Some records
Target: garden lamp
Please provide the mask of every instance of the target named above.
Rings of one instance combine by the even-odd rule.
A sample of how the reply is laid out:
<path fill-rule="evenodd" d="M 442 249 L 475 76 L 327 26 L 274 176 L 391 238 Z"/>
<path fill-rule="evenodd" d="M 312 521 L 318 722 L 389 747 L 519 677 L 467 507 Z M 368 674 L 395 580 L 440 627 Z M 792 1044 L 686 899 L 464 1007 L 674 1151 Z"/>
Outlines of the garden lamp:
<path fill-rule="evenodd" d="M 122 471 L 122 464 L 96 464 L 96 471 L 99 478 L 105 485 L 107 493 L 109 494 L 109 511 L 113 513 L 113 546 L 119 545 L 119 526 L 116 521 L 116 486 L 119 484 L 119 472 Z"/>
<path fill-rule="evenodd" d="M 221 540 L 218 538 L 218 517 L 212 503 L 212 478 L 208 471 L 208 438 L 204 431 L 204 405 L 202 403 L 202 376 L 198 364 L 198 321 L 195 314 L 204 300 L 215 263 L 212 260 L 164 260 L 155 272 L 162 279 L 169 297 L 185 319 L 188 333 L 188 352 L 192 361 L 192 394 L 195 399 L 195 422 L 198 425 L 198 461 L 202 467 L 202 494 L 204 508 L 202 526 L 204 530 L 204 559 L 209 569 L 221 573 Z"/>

*Set task*.
Copy every line of the records above without any change.

*Solution below*.
Target: garden lamp
Please provide the mask of every instance of the target named above.
Rings of one instance combine by the even-odd rule.
A sample of how the reply is laid out:
<path fill-rule="evenodd" d="M 442 249 L 475 76 L 327 26 L 274 176 L 391 238 Z"/>
<path fill-rule="evenodd" d="M 312 521 L 318 722 L 389 747 L 519 677 L 467 507 Z M 368 674 L 395 580 L 440 627 Z M 792 1044 L 686 899 L 464 1007 L 674 1151 Z"/>
Outlines of the garden lamp:
<path fill-rule="evenodd" d="M 122 471 L 122 464 L 96 464 L 96 471 L 99 478 L 105 485 L 107 493 L 109 494 L 109 511 L 113 513 L 113 546 L 119 545 L 119 526 L 116 521 L 116 486 L 119 484 L 119 472 Z"/>
<path fill-rule="evenodd" d="M 221 540 L 218 538 L 218 517 L 212 503 L 212 478 L 208 471 L 208 438 L 204 431 L 204 405 L 202 403 L 202 376 L 198 364 L 198 321 L 195 314 L 204 300 L 215 263 L 212 260 L 164 260 L 155 272 L 162 279 L 169 297 L 185 319 L 188 333 L 188 352 L 192 361 L 192 394 L 195 399 L 195 422 L 198 425 L 198 461 L 202 467 L 202 494 L 204 508 L 202 526 L 204 530 L 204 559 L 209 569 L 221 573 Z"/>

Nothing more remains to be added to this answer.